WHAT THE TASK REQUIRES: Copy the data below without any changes, from the line containing "# Mark the region of the butterfly leg;" through the line containing "M564 267L560 278L564", including both of those lines.

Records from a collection
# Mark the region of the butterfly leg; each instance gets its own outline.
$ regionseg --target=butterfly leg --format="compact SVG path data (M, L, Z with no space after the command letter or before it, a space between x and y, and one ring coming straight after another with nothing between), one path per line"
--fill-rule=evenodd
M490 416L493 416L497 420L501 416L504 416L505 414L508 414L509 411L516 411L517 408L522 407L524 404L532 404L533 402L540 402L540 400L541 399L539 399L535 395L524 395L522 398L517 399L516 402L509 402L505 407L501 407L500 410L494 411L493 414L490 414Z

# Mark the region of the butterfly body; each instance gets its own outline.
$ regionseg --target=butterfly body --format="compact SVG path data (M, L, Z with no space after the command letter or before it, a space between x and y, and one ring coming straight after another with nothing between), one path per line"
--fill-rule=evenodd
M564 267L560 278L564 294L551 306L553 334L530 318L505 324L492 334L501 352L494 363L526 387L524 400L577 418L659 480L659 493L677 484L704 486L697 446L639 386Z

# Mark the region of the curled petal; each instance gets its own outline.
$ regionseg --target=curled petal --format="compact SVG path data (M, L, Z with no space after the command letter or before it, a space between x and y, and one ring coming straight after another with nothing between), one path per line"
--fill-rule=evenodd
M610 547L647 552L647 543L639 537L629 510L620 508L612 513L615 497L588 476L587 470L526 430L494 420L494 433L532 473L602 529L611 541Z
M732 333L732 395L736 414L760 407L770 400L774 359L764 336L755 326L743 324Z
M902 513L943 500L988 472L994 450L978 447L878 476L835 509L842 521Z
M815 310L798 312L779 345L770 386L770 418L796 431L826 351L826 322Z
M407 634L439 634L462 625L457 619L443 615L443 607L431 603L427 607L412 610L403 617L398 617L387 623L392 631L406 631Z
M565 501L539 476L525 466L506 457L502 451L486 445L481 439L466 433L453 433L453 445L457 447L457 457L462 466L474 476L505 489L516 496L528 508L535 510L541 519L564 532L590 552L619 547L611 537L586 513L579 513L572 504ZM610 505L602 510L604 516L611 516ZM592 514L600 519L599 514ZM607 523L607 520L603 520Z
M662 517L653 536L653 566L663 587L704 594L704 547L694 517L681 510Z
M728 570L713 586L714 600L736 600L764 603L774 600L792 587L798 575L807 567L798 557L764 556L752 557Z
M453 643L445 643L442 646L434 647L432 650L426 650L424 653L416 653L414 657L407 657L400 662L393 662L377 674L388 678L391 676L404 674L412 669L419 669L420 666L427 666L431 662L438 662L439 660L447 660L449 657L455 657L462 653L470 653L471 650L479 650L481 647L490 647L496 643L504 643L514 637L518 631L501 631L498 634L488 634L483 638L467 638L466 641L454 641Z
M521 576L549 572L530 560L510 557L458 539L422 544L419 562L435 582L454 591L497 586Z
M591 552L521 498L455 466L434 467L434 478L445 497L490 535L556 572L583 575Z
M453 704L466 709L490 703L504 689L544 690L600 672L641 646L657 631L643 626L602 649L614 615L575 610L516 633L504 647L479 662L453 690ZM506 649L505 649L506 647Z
* * *
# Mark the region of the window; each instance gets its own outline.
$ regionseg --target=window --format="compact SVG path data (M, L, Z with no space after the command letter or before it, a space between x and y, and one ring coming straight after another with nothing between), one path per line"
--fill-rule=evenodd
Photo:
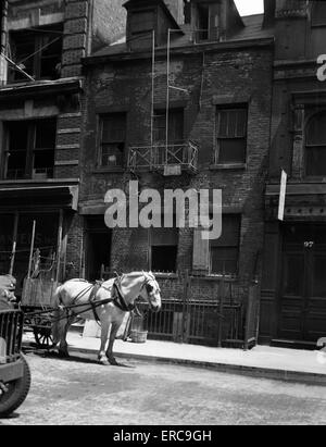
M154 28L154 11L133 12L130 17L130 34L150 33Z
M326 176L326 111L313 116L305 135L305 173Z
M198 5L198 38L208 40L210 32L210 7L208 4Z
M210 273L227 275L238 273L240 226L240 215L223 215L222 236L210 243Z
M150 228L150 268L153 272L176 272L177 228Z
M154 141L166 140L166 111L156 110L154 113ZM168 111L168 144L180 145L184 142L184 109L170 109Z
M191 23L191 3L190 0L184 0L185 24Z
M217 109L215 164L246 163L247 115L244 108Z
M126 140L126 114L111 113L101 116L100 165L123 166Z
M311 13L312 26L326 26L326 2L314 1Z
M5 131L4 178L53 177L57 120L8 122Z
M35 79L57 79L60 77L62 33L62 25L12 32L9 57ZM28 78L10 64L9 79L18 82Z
---
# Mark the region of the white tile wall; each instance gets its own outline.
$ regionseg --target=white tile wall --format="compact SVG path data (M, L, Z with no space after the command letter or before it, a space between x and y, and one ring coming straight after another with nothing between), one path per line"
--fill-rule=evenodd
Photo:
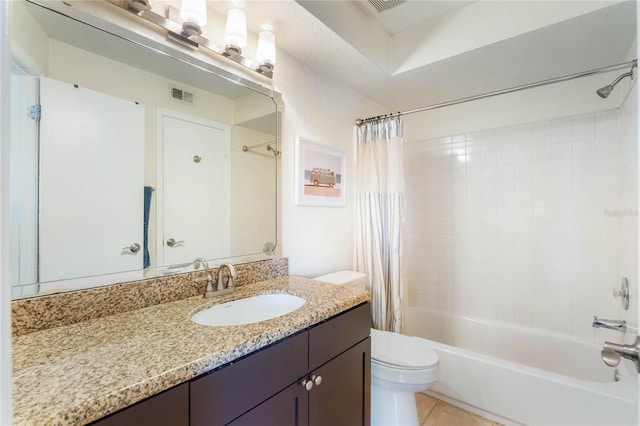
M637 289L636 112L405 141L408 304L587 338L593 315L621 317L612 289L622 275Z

WRITTEN ANSWER:
# Mark the region of the butterfly leg; each instance gets its own outline.
$ regionseg --target=butterfly leg --format="compact SVG path data (M, L, Z with no space after the command letter or before it, a space between x and y, and one ring coming straight after another with nothing between), one path per line"
--fill-rule=evenodd
M490 416L493 416L497 420L501 416L504 416L505 414L508 414L509 411L516 411L517 408L522 407L524 404L532 404L533 402L540 402L540 400L541 399L539 399L535 395L524 395L522 398L517 399L516 402L509 402L505 407L501 407L500 410L494 411L493 414L490 414Z

# Mark the region of the butterfly body; each instance gets its own outline.
$ regionseg --target=butterfly body --format="compact SVG path data (M, L, Z with no space after the command letter or before it, a space between x and y, and one ring coming straight after another with nothing between), one path per line"
--fill-rule=evenodd
M564 267L560 278L564 294L551 306L553 334L530 318L505 324L492 334L501 352L494 363L526 387L524 400L577 418L659 480L659 493L677 484L704 486L697 446L639 386Z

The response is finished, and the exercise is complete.